▼

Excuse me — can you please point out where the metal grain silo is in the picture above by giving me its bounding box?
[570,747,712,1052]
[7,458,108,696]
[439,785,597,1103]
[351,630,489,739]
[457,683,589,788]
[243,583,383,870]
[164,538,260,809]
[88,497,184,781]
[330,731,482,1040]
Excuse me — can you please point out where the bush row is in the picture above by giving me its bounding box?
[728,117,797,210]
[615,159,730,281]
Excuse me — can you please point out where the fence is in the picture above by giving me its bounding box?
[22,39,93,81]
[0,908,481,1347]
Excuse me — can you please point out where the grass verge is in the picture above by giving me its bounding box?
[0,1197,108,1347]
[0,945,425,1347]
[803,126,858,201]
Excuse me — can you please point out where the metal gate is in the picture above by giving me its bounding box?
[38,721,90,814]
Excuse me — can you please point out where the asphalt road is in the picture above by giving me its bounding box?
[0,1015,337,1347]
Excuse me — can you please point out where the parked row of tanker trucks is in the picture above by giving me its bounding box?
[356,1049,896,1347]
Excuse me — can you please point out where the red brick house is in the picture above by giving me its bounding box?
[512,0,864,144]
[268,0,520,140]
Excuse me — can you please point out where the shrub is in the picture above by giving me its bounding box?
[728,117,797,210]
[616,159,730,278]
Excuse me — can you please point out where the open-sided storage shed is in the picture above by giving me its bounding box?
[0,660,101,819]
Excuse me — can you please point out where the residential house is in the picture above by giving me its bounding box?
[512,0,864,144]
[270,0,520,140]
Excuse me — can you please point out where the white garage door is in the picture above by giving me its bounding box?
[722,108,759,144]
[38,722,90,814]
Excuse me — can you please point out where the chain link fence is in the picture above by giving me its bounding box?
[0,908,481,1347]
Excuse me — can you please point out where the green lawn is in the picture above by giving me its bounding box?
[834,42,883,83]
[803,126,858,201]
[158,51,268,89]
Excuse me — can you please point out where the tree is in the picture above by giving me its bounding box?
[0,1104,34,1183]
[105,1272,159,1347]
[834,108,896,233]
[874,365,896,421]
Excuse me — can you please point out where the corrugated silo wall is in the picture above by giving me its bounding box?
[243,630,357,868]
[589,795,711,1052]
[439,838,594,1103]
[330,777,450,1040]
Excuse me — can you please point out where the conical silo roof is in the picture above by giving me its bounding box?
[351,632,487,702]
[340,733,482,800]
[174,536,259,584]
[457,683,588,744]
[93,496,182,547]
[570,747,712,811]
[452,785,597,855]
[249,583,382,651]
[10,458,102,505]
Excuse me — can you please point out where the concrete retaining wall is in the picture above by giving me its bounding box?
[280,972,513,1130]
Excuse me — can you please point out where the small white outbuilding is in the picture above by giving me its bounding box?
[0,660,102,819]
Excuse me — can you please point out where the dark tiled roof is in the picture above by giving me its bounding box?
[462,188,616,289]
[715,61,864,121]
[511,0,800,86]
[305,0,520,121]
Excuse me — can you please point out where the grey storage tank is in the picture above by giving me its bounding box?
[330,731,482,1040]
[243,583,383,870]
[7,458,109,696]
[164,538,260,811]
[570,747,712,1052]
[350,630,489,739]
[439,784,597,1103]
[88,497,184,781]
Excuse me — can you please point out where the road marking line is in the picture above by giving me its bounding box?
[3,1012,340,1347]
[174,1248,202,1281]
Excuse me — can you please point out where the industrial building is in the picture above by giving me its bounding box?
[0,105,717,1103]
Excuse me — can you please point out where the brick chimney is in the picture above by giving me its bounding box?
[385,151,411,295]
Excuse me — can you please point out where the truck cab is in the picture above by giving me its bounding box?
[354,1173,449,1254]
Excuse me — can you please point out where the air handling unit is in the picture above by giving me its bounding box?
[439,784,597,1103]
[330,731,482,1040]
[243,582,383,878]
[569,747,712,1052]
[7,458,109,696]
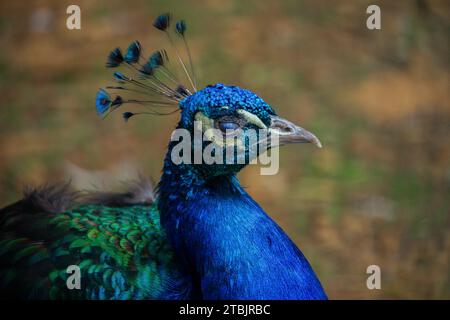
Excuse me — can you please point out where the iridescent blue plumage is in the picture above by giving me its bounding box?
[0,14,326,300]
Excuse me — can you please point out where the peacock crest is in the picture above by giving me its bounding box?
[96,13,197,121]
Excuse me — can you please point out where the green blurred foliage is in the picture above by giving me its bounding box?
[0,0,450,299]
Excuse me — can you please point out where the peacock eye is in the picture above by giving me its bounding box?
[218,121,240,133]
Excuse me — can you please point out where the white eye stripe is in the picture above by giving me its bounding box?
[195,109,267,129]
[236,109,267,129]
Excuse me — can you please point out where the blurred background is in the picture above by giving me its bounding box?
[0,0,450,299]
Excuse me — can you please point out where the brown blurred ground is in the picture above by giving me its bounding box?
[0,0,450,299]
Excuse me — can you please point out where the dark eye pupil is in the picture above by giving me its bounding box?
[219,121,239,132]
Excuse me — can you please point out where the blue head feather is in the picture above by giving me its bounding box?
[180,83,276,127]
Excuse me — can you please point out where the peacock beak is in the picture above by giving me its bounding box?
[269,116,322,148]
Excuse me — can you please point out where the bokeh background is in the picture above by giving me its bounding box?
[0,0,450,299]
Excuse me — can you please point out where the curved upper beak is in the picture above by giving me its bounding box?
[269,116,322,148]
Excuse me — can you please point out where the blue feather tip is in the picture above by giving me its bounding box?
[175,20,186,37]
[153,13,170,31]
[123,40,142,63]
[95,89,111,116]
[122,111,135,122]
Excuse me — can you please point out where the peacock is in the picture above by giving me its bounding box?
[0,13,327,300]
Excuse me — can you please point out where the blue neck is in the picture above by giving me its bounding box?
[158,146,326,299]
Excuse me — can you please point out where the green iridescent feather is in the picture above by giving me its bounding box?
[0,186,190,299]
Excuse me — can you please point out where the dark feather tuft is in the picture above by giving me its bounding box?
[124,40,142,63]
[175,20,186,37]
[106,48,123,68]
[139,61,155,76]
[85,176,155,207]
[22,182,80,213]
[153,13,170,31]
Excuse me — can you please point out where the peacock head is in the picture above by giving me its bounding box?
[96,14,321,176]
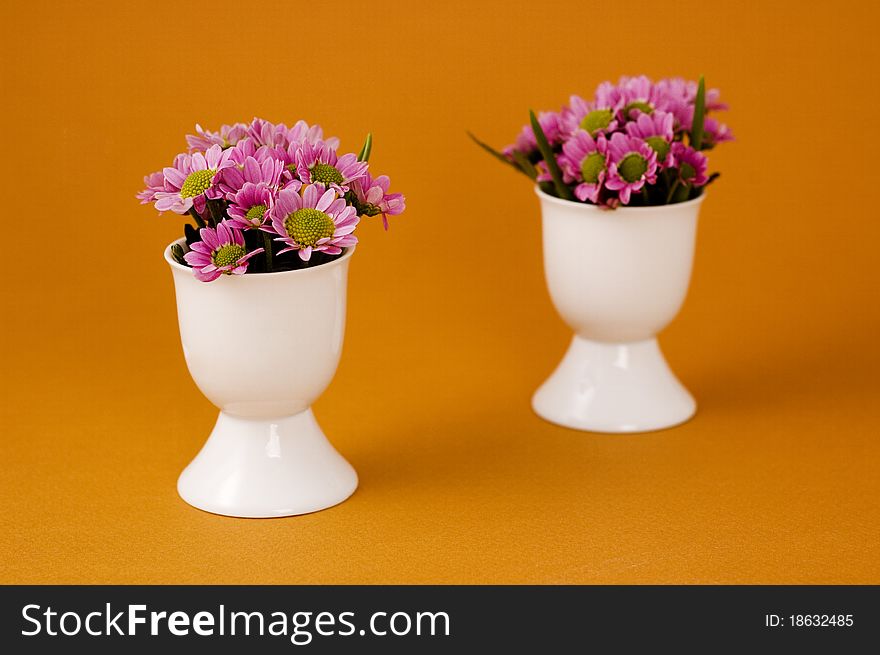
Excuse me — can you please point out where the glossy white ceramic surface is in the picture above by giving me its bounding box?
[165,240,357,517]
[532,190,703,433]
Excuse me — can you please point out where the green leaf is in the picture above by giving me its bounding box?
[691,75,706,150]
[358,132,373,161]
[529,109,574,200]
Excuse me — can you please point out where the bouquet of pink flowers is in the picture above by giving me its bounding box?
[137,118,405,282]
[471,76,733,209]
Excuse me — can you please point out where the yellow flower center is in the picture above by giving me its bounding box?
[284,207,336,247]
[310,162,343,184]
[180,168,217,198]
[244,205,266,225]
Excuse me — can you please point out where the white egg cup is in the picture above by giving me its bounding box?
[532,188,705,433]
[165,239,358,518]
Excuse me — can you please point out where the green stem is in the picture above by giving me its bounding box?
[207,200,222,227]
[189,207,205,232]
[263,232,273,273]
[672,184,691,202]
[666,179,679,205]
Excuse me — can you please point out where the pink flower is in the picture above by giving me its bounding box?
[596,75,658,121]
[186,123,248,152]
[296,141,367,193]
[351,173,406,230]
[625,110,675,166]
[183,221,263,282]
[670,141,709,187]
[559,130,608,203]
[561,95,619,137]
[155,144,233,214]
[219,154,284,199]
[247,118,288,148]
[504,111,562,157]
[226,182,276,230]
[605,132,657,205]
[264,184,360,261]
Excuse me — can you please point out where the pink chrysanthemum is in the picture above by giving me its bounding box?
[504,111,563,157]
[596,75,658,121]
[186,123,248,152]
[155,144,233,214]
[264,184,360,261]
[625,110,675,166]
[605,132,657,205]
[561,95,618,137]
[296,141,368,193]
[226,182,276,230]
[351,172,406,230]
[670,141,709,187]
[247,118,288,148]
[219,154,284,199]
[183,221,263,282]
[559,130,608,203]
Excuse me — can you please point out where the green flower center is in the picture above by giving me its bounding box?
[244,205,266,225]
[309,162,343,184]
[581,152,605,184]
[581,109,613,135]
[645,136,669,161]
[211,243,247,268]
[180,168,217,198]
[358,202,382,216]
[617,152,648,182]
[284,207,336,247]
[623,100,654,117]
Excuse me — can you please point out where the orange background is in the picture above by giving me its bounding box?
[0,0,880,583]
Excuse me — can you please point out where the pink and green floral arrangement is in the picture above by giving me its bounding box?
[137,118,405,282]
[471,76,733,209]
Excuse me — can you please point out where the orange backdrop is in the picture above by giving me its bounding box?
[0,0,880,583]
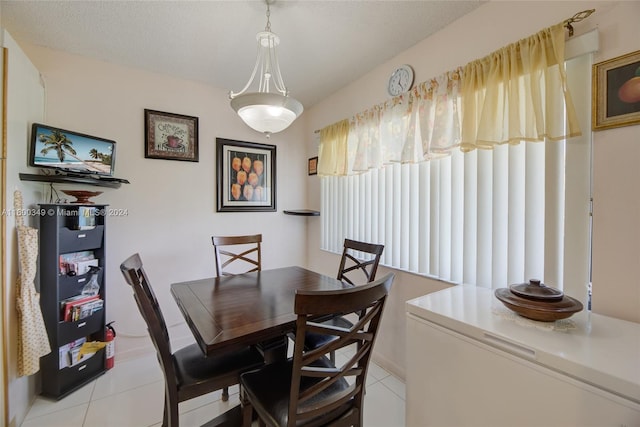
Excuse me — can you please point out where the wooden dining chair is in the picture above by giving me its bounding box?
[120,254,264,427]
[240,273,394,427]
[305,239,384,362]
[338,239,384,286]
[211,234,262,277]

▲

:: Direction ::
Take the material from the line that has "Excuse me — can you please point out where the iridescent" through the line that has "[0,14,326,300]" and write those lines out again with "plumage" changed to "feathers". Leave everything else the same.

:: Written answer ::
Excuse me — can you please point out where the iridescent blue feathers is in the picture above by giving me its bounding box?
[0,14,326,300]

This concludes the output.